Aim. Every entry needs to be printed exactly, please.

Listing.
§
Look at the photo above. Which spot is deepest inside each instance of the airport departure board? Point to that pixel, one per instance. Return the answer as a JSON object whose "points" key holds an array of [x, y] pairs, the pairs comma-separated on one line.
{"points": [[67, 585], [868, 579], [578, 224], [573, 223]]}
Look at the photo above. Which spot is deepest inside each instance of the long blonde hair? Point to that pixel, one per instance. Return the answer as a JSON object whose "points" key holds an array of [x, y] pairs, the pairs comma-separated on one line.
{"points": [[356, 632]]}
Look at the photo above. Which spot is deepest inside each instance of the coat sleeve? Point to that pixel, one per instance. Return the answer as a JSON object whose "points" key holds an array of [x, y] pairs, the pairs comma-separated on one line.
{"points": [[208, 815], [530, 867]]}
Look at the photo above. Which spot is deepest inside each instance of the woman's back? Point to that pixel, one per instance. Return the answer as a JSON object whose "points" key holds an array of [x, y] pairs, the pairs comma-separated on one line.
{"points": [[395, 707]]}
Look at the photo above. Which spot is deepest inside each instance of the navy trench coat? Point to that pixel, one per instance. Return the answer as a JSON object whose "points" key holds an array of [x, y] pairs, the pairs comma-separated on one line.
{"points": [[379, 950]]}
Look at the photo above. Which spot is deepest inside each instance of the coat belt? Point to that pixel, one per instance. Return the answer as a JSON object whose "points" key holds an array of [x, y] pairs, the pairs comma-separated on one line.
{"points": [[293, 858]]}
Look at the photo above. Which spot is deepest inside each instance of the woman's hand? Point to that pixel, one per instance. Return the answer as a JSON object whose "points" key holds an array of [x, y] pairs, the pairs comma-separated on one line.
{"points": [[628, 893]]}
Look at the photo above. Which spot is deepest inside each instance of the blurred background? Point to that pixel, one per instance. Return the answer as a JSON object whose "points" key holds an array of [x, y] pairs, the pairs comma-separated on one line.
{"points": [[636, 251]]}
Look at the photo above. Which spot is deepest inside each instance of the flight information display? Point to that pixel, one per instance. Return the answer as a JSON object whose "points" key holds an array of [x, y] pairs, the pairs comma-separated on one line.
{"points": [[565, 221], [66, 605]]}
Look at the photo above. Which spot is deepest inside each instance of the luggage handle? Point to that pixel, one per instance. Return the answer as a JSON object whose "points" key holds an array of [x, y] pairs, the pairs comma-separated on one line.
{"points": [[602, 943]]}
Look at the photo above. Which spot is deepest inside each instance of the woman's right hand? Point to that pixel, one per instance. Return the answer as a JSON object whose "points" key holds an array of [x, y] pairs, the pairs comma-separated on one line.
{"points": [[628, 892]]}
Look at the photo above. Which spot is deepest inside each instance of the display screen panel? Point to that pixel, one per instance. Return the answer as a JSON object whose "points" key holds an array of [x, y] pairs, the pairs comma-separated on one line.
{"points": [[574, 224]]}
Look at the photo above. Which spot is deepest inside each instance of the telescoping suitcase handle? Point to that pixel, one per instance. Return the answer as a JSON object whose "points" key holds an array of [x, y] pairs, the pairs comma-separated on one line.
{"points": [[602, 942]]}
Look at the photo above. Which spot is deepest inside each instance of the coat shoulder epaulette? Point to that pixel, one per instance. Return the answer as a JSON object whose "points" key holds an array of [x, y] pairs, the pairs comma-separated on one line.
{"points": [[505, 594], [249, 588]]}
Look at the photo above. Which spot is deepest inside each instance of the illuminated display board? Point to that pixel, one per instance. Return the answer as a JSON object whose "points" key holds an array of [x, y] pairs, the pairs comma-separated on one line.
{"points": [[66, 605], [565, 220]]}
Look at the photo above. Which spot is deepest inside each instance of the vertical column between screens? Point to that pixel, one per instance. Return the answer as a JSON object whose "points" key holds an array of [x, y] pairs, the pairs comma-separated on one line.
§
Output for this task.
Look at the photo above. Which spot is deepest inside each instance of the airport departure board? Point to that pixel, one per instance. Return the answer as a JSON object whose "points" key holds an array of [x, y] pairs, the pairs comma-separated on one line.
{"points": [[67, 585], [868, 579], [578, 224], [573, 223]]}
Look at the photo above. Which spot is deepest inside each instance of the long blonde hair? Point to that pixel, one per instance. Return the answer as a JSON object whose "points" key holds an array of [x, y] pairs, the pairs comma-separated on one line.
{"points": [[356, 632]]}
Look at the photo above. Which spot is deepest inside each instance of the coat sleeve? Point to that pixel, one per instance. Return the answer as a JSON object whose "points" key holds an array of [x, y] pairs, the pairs comma-separated on one line.
{"points": [[208, 815], [530, 867]]}
Look at the photo above. Which spot is deepest inside each instance of the woman's back? Point to that pixel, one per instance. Return the answer as a JSON object whose "points" key holds an array of [x, y] pairs, the pairs comma-separated on one line.
{"points": [[395, 707]]}
Look at the photo above. Which spot is deepest inside each instance of the navy trench coat? Point to that pixel, one per instance. Return the answer as a JSON object whose "points" key holds an array of [x, y] pairs, the pairs comma-separated on one line.
{"points": [[379, 950]]}
Look at the photo above. Which spot is deepest inside each instance of the coat belt? Point to that pixel, one per instance. Return the answer as a JSON object whose "points" key holds an array of [x, y] pairs, the pairs comma-separated on one line.
{"points": [[293, 858]]}
Look at the photo above. Which spot is deepest inside each instance of the woman's hand? Point to that pixel, one per instance. Return the answer as a JSON object whose "points" key holds an array of [x, y] pairs, the pairs comma-separated on one line.
{"points": [[628, 893]]}
Look at the photo above. Which spot is deepest inside each instance of the blurred background? Point to that pixel, one per instance. Return the answer as a JSON object whose "points" key holds an array of [x, y] pairs, the pairs comma-separated on one line.
{"points": [[636, 251]]}
Look at the photo above. Which spot is deepest inside each instance of the flight information display? Point to that pixel, one per instance. Return the answer as a JSON object whose "points" key holds an array of [x, y] pairs, the pairs comma-separated on one line.
{"points": [[565, 221], [66, 605]]}
Look at the photo above. Which spot is deepest inside each instance of the luggage handle? Point to that pixel, one per instance. Return the answer as a JSON object whose "points" key holds an array of [x, y] pairs, the pairs comma-separated on one line.
{"points": [[602, 943]]}
Look at the photo above. Which spot is deepest inside each instance of the woman's right hand? Point to that pixel, one per instance. Return the answer as a JSON object whose "points" key holds an array of [x, y] pairs, the pairs comma-separated on one line.
{"points": [[628, 892]]}
Look at the photo above. Which spot is deepest inside each instance of the display screen panel? Point to that pixel, one per instance. Return the answer as a JSON object whose "points" key holds an array of [x, y] pairs, the pairs comma-separated on one line.
{"points": [[574, 224]]}
Look at the photo above. Which spot is deepest inside each instance of the telescoping suitcase handle? Point to that pixel, one per instance. Return the answer as a JSON object whose "points" key holds an array of [x, y] pairs, the pairs comma-separated on one line.
{"points": [[602, 942]]}
Look at the photo above. Which spot is deepest inside each instance of the coat shoulder epaulette? Point to that pixel, one per instance. Return the answer as a JSON object whose "points" key holds an array of [x, y] pairs, the pairs comma-separated on one line.
{"points": [[505, 594], [249, 588]]}
Look at the photo above. Which spot is deepest inside each instance of the illuminated display board? Point to that pixel, one per instance. Return the answer as a JSON object whose "points" key holds an array of [x, y] pairs, the pairs comma-separated on one line.
{"points": [[66, 605], [565, 220]]}
Look at the photo above. Which spot is deepest inside each instance of the vertical column between screens? Point to that pixel, one per instance. Return the answer as a JSON object whose "points" key holds an array of [x, y] pairs, the pairs comma-separated on one line.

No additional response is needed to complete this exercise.